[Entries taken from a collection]
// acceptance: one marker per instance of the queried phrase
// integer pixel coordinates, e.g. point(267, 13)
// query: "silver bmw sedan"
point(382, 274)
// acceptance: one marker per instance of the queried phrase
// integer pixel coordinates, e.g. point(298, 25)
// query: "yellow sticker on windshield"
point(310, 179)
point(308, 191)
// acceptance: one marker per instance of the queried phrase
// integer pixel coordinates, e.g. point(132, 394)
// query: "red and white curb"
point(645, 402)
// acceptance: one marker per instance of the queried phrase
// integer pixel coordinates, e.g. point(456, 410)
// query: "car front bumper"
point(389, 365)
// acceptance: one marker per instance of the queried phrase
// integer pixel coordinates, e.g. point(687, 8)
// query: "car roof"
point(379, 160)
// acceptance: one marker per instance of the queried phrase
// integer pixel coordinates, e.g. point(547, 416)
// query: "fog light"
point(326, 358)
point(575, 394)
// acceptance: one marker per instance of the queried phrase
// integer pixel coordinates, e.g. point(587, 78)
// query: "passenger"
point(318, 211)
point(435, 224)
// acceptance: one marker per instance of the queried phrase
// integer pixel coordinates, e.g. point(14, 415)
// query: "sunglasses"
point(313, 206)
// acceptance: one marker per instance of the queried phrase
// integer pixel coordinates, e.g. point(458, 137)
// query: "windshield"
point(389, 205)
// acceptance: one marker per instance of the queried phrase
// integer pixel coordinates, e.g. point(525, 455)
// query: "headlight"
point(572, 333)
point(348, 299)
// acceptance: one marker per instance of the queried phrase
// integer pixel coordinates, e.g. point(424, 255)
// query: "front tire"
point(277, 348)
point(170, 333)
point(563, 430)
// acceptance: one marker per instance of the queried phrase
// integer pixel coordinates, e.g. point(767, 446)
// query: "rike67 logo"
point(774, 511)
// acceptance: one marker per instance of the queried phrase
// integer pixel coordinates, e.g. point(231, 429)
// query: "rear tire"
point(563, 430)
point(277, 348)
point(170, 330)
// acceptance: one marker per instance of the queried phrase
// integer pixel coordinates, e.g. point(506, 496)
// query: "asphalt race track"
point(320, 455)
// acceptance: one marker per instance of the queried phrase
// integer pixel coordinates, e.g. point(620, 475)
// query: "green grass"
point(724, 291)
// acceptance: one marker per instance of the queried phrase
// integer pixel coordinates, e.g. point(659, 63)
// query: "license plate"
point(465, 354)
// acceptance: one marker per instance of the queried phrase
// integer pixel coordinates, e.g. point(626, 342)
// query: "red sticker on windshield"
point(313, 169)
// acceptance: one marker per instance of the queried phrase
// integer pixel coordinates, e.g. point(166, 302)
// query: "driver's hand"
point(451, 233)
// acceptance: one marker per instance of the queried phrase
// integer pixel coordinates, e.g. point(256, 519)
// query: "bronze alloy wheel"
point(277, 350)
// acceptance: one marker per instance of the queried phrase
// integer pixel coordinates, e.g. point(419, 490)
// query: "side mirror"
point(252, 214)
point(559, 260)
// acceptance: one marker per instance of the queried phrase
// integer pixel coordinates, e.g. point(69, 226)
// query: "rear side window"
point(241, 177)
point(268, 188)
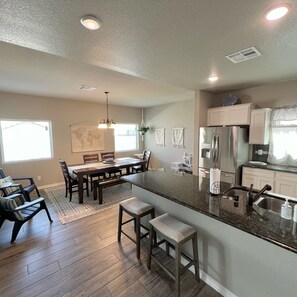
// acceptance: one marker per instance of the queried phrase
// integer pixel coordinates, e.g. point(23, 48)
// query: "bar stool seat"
point(174, 233)
point(136, 209)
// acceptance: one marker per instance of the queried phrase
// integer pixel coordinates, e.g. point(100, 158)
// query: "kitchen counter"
point(273, 167)
point(192, 192)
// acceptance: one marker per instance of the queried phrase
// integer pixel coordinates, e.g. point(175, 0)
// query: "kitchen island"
point(241, 252)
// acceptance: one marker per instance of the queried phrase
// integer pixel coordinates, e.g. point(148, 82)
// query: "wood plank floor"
point(82, 258)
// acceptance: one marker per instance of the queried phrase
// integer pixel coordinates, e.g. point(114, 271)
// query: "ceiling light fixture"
point(213, 78)
point(90, 22)
point(107, 123)
point(277, 12)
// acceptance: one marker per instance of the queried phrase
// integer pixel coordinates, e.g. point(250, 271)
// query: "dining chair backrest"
point(90, 158)
point(147, 157)
point(107, 155)
point(65, 170)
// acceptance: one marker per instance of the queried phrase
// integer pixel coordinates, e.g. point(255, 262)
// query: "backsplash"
point(260, 152)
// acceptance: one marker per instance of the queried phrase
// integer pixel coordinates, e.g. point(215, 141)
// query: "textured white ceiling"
point(146, 52)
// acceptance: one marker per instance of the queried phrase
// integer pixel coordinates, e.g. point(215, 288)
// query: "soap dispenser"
point(286, 211)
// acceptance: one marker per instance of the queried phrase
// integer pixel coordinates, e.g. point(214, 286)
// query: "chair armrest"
point(25, 178)
point(28, 204)
point(10, 186)
point(19, 196)
point(12, 196)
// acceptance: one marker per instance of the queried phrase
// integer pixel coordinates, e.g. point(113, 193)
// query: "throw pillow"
point(6, 181)
point(9, 204)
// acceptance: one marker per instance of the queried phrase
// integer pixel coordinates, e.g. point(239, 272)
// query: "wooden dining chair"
point(70, 181)
point(113, 172)
point(139, 168)
point(93, 158)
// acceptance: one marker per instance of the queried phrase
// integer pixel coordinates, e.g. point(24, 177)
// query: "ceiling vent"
point(86, 88)
point(244, 55)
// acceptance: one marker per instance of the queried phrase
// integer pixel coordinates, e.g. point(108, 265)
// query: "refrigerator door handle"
point(217, 148)
point(213, 148)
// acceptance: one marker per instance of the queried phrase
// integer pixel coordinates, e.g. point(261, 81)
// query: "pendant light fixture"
point(107, 123)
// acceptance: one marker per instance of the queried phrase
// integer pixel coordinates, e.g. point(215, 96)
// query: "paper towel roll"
point(215, 178)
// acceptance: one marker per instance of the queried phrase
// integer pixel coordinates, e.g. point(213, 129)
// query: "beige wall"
point(175, 115)
point(62, 113)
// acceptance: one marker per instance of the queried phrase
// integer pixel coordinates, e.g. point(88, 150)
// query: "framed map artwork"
point(86, 137)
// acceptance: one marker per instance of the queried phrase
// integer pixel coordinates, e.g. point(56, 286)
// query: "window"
point(125, 137)
point(283, 138)
point(25, 140)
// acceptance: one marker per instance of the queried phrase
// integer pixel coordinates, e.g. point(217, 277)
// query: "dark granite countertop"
point(273, 167)
point(192, 191)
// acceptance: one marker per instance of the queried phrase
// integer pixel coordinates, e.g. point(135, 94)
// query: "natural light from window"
point(285, 140)
point(283, 136)
point(125, 137)
point(25, 140)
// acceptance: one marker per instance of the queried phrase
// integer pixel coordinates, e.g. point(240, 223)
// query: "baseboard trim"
point(205, 277)
point(216, 285)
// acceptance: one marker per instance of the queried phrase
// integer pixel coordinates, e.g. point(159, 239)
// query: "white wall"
point(62, 113)
point(175, 115)
point(270, 95)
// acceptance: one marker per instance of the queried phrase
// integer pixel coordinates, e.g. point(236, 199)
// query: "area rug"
point(70, 211)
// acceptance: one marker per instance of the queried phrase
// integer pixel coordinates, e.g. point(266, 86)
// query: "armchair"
point(10, 185)
point(20, 212)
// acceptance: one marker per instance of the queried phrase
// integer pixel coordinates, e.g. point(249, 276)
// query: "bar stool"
point(174, 233)
point(136, 209)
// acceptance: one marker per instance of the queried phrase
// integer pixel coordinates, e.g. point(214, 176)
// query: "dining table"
point(81, 170)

DIRECTIONS FOR THIS TASK:
The records above should be reproduced exactly, with no pictures included.

SOLVED PROBLEM:
// acceptance: one marker per instance of the queried phrase
// integer pixel coordinates, e.g. point(267, 13)
// query: "silver bmw sedan"
point(382, 274)
// acceptance: one marker per instance of the queried phrase
// integer pixel coordinates, e.g. point(298, 25)
// query: "yellow sticker on windshield"
point(310, 179)
point(308, 191)
// acceptance: one marker per instance of the queried phrase
// integer pixel coordinates, e.g. point(132, 394)
// query: "red and white curb"
point(645, 402)
// acceptance: one marker per instance of the queried phrase
// integer pixel coordinates, e.g. point(456, 410)
// query: "car front bumper"
point(389, 365)
// acceptance: one marker per instance of the queried phrase
// integer pixel coordinates, e.g. point(687, 8)
// query: "car roof"
point(379, 160)
// acceptance: one marker per instance of the queried phrase
// integer pixel coordinates, e.g. point(547, 416)
// query: "fog light"
point(326, 358)
point(575, 394)
// acceptance: one marker per instance of the queried phrase
// integer pixel coordinates, e.g. point(587, 78)
// query: "passenger"
point(318, 211)
point(435, 224)
// acceptance: one marker per instance of the queried phrase
// integer pixel coordinates, e.g. point(14, 415)
// query: "sunglasses"
point(313, 206)
// acceptance: one marker per instance of the queried phrase
// integer pixel coordinates, e.g. point(458, 137)
// query: "windshield"
point(389, 205)
// acceptance: one marker per instance of the queried phrase
// integer pixel coordinates, e.g. point(525, 455)
// query: "headlight"
point(572, 333)
point(348, 299)
// acceptance: one marker per instance of the queried phrase
// integer pixel coordinates, e.g. point(424, 255)
// query: "front tire"
point(277, 348)
point(170, 333)
point(563, 430)
// acceptance: one marker per instance of the queried phrase
// integer pixel coordinates, e.g. point(767, 446)
// query: "rike67 logo"
point(774, 511)
// acceptance: one marker per instance of the queried phrase
// integer pixel coordinates, e.g. point(231, 429)
// query: "rear tire"
point(563, 430)
point(277, 348)
point(170, 330)
// acceptance: one marker per instance of the queried phrase
// integer pixel coordinates, e.g. point(506, 496)
// query: "asphalt race track"
point(320, 455)
// acceptance: one marker per instance of the queried phrase
// integer pixel coordinates, e.g. point(620, 475)
// query: "green grass"
point(724, 291)
// acceptance: one marker per instance of the queried phrase
// integer pixel coordinates, e.g. point(659, 63)
// query: "license plate"
point(465, 354)
// acceptance: one marker per instance of the queried phrase
// integer pixel coordinates, e.g. point(626, 342)
// query: "red sticker on windshield"
point(313, 169)
// acceptance: one marker per instance of the queried phrase
// integer pixel coordinates, e.g. point(166, 302)
// query: "driver's hand"
point(451, 233)
// acceptance: one marker per instance of the queried phrase
// integer pixel coordinates, e.g. point(256, 519)
// query: "bronze alloy wheel"
point(277, 350)
// acceptance: one marker per instance of the queried phrase
// integer pixel coordinates, e.g. point(419, 490)
// query: "side mirror"
point(252, 214)
point(559, 260)
// acceptance: one marker per instance of the queried phrase
// integer pixel coordinates, e.g. point(69, 226)
// query: "rear side window"
point(241, 177)
point(268, 188)
// acceptance: one marker per instance of the queried phrase
// integer pixel coordinates, e.g. point(23, 48)
// query: "bar stool seat"
point(174, 233)
point(136, 209)
// acceptance: one marker per instance of the queried phrase
// integer pixel coordinates, e.g. point(100, 158)
// query: "kitchen counter"
point(273, 167)
point(192, 192)
// acceptance: one marker per instance of the queried phrase
// integer pixel coordinates, e.g. point(175, 0)
// query: "kitchen island"
point(241, 252)
// acceptance: one marker per instance of the queried phrase
// integer pixel coordinates, e.g. point(148, 82)
// query: "wood plank floor"
point(82, 258)
// acceptance: one marker per instance of the queried phrase
// integer pixel coordinates, e.g. point(114, 271)
// query: "ceiling light fixture"
point(213, 78)
point(90, 22)
point(107, 123)
point(277, 12)
// acceptance: one marker per instance of the queried phrase
// integer pixel coordinates, e.g. point(250, 271)
// query: "dining chair backrest"
point(90, 158)
point(147, 157)
point(107, 155)
point(65, 170)
// acceptance: one marker per instance of the queried phrase
// integer pixel coordinates, e.g. point(255, 262)
// query: "backsplash"
point(260, 152)
// acceptance: one marker per instance of the queried phrase
// integer pixel coordinates, e.g. point(215, 141)
// query: "textured white ceiling"
point(146, 52)
// acceptance: one marker per instance of the queried phrase
// integer pixel coordinates, e.g. point(215, 288)
// query: "soap dispenser"
point(286, 211)
// acceptance: one marker per instance of the queried phrase
// integer pixel coordinates, e.g. point(214, 286)
// query: "chair armrest"
point(25, 178)
point(28, 204)
point(10, 186)
point(19, 196)
point(12, 196)
// acceptance: one marker per instance of the queried phrase
// integer pixel coordinates, e.g. point(113, 193)
// query: "throw pillow"
point(6, 181)
point(9, 204)
// acceptance: one marker per instance of the queried phrase
// integer pixel coordinates, e.g. point(239, 272)
// query: "wooden dining chair"
point(70, 181)
point(113, 172)
point(139, 168)
point(93, 158)
// acceptance: one marker per instance of the queried phrase
// integer pixel coordinates, e.g. point(24, 177)
// query: "ceiling vent"
point(86, 88)
point(244, 55)
// acceptance: one marker per instance of the queried phrase
// integer pixel coordinates, e.g. point(108, 265)
// query: "refrigerator door handle"
point(217, 148)
point(213, 148)
// acceptance: one marker per instance of the queried phrase
// integer pixel coordinates, e.g. point(261, 81)
// query: "pendant light fixture"
point(107, 123)
// acceptance: one marker per instance of the queried phrase
// integer pixel coordinates, e.g. point(215, 96)
// query: "paper towel roll"
point(215, 178)
// acceptance: one marker per instance of the queried phrase
// integer pixel coordinates, e.g. point(213, 129)
// query: "beige wall"
point(175, 115)
point(62, 113)
// acceptance: one marker per instance of the queried phrase
// integer pixel coordinates, e.g. point(88, 150)
// query: "framed map artwork"
point(86, 137)
// acceptance: one marker per instance of the queried phrase
// integer pixel coordinates, e.g. point(56, 286)
// query: "window"
point(125, 137)
point(283, 138)
point(25, 140)
// acceptance: one marker per instance of the queried phrase
// integer pixel coordinates, e.g. point(217, 277)
// query: "dark granite countertop"
point(273, 167)
point(192, 191)
// acceptance: one marker per instance of the queried phrase
// integer pixel coordinates, e.g. point(135, 94)
// query: "natural light from window"
point(285, 140)
point(283, 136)
point(125, 137)
point(25, 140)
// acceptance: one marker per instance of the queried phrase
// integer pixel coordinates, e.g. point(240, 223)
// query: "baseboard trim"
point(205, 277)
point(216, 285)
// acceptance: one marker per instance of the queried phrase
// integer pixel coordinates, e.g. point(159, 239)
// query: "white wall"
point(62, 113)
point(175, 115)
point(270, 95)
// acceptance: one marker per instance of the queried phrase
// integer pixel coordinates, e.g. point(236, 199)
// query: "area rug"
point(70, 211)
// acceptance: one marker per instance of the queried phrase
// integer pixel coordinates, e.g. point(266, 86)
// query: "armchair"
point(10, 185)
point(20, 212)
// acceptance: one marker per instance of the queried phrase
// integer pixel coordinates, e.g. point(249, 276)
// query: "bar stool"
point(174, 233)
point(136, 209)
// acceptance: one marker per instance of the queried phrase
// integer pixel coordinates, e.g. point(214, 176)
// query: "dining table"
point(81, 170)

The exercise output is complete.